"""

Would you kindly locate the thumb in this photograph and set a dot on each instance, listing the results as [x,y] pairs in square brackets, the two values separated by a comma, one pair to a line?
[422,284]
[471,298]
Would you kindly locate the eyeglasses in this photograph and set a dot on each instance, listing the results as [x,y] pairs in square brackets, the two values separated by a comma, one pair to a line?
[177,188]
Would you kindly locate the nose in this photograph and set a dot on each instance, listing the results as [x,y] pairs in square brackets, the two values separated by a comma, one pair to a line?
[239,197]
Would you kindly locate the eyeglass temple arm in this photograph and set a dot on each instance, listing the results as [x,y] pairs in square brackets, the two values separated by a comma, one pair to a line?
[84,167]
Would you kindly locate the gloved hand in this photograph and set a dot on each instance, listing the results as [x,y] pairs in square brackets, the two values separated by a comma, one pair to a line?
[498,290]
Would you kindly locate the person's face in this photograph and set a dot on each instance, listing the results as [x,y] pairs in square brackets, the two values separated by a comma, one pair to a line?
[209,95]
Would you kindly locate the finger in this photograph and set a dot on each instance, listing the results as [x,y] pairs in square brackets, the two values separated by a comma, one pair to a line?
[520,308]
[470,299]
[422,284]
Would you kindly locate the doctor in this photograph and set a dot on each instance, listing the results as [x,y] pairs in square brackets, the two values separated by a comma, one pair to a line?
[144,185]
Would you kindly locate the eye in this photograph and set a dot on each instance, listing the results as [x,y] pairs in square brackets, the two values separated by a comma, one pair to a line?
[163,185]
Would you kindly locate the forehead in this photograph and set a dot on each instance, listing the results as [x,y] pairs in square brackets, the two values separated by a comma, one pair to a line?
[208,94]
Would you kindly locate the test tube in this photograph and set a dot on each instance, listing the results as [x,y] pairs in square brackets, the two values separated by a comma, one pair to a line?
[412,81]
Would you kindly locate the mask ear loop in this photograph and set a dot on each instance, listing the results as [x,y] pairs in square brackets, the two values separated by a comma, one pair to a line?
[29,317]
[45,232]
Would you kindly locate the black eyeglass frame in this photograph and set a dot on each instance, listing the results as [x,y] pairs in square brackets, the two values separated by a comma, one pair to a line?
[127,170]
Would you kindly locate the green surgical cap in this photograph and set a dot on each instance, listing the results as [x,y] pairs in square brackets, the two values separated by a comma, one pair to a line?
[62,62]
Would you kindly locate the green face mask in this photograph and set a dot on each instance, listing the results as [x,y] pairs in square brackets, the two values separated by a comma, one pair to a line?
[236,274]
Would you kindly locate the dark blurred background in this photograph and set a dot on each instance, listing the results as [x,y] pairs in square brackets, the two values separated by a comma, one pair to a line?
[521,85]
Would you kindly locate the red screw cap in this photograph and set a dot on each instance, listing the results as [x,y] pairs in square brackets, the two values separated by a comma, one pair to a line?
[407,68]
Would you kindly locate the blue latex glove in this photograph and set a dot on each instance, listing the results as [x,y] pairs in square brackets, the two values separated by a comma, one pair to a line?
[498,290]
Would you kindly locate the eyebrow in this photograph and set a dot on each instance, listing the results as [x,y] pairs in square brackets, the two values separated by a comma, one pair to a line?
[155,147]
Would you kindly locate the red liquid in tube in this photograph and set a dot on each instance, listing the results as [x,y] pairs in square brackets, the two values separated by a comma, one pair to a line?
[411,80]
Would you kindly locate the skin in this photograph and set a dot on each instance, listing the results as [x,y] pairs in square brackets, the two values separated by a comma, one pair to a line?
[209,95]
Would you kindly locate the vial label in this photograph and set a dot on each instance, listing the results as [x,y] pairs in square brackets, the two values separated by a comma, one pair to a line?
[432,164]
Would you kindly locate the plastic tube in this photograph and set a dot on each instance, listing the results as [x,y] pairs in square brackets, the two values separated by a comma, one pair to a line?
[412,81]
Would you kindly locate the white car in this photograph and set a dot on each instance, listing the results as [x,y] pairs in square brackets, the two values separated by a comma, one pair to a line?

"""

Problem requirements: All the records above must be transcribed without a single change to any word.

Answer space:
Would you kindly locate the thumb in this photograph and set a dot on each instance, listing the results as [x,y] pairs in square brackets, the two values separated by a comma, one pair to a line?
[422,284]
[471,298]
Would you kindly locate the eyeglasses in this photograph and set a dot on each instance, listing the results as [x,y] pairs in square brackets, the two values separated by a comma, one pair to a line?
[177,188]
Would you kindly locate the nose in this photograph and set a dot on each instance, listing the results as [x,y] pairs in square brackets, the two values separated by a comma, one pair to a line?
[239,197]
Would you kindly locate the eyeglass temple arm in this photograph and set a dot on each instance, listing the results as [x,y] pairs in square brackets, the two values separated by a comma, one pair to a line?
[84,167]
Would you kindly locate the gloved hand in this photograph and set a dot on each instance, listing the results as [x,y] pairs in square brackets, the two values separated by a comma, one pair to a line?
[498,290]
Would you kindly locate the person's face in this photograph and set a dot on each instance, listing the results as [x,y] pairs in square brackets, the two values separated by a comma, one pair to a line?
[209,95]
Would you kindly locate the finger in this photograph and set a dot on each instance, listing the results as [x,y] pairs in square brackets, the two values separated by a comma, one pair to a line?
[520,308]
[470,299]
[422,284]
Would you kindly locate the doctor in this photograph and set a dot on each instance, listing the results as [x,y] pairs in square brackets, the two values separated by a comma, one pair to a line?
[144,185]
Would you kindly locate the eye in this photograph and set a dot on each instance, listing the results as [x,y] pairs in square brackets, the two values separated by a comma, one pair to a line?
[163,185]
Would you kindly locate the forehead in this photograph and set a dot on each instance, listing the results as [x,y] pairs in square brackets, the two values separated by a comma, one pair to a line?
[208,94]
Would you kindly locate the test tube in this photograph and set a dot on each instance, listing the results as [x,y] pairs in square brackets, the two values separated by a comma, one pair to a line?
[412,81]
Would you kindly locate the mask ear loop in this photograph and set a dot on each instance, listing the results as [x,y] pairs in square brackets, the two values separated by a comma, one pair to a line?
[29,317]
[45,232]
Would you kindly locate the black eyeglass frame in this photograph and set a dot on each instance, listing the results as [x,y] pairs in square brackets, the two values separated by a comma, one pair to a line?
[127,170]
Would you kindly locate the green surgical cap in this photograph and set a dot on each instance, listing the results as [x,y] pairs in square brackets, the two values separated by a comma, one pair to a line?
[62,62]
Would you kindly locate the green face mask in this photograph and set a dot on each instance, listing the results as [x,y] pairs in square brackets, the two values separated by a comma, one pair to a line?
[236,274]
Would you kindly locate the dark blurred background in this photograph and set a dot on each instance, listing the results as [x,y] pairs in square brackets, the two values separated by a comma, one pair to a line?
[521,85]
Would you kindly locate the red screw cap in this photograph and set a dot on each instance, listing the results as [x,y] pairs in square brackets, the two values separated by a comma, one pair to a line?
[407,68]
Would you kindly locate the blue latex glove in this photograph and set a dot on each instance, listing the results as [x,y] pairs in square brackets, the two values separated by a comma, one pair to a line?
[498,290]
Would you kindly locate the eyebrow in this photograph and set a dot on each instance, listing the results as [x,y] pairs in square brackets, the two values separated by a comma, one pair to a line?
[155,147]
Would you kindly locate the red liquid in tube in this photograph and set a dot on each instance, listing the results as [x,y] pairs in square brackets, the two values separated by a comma, one pair to a line?
[411,80]
Would you kindly locate the skin in this photograph and set a dot on each instance, listing the results as [x,y] pairs in square brackets, the two values separated by a comma, one pair to a line?
[209,95]
Would you kindly locate the vial label in this photograph and set a dot on each instance, listing the results as [x,y] pairs in square brackets, the two values separated by a comma, one pair to a line?
[432,164]
Would you kindly locate the plastic tube in this photograph and set a dot on each instance, listing the results as [x,y] pairs in square brackets, the two values separated by a comma, one pair to a line?
[412,81]
Would you kindly locate the white car in this photograph and set a dot on each instance, listing the results as [x,y] pairs in square brackets, the two values separated by a comma, one pair to a line?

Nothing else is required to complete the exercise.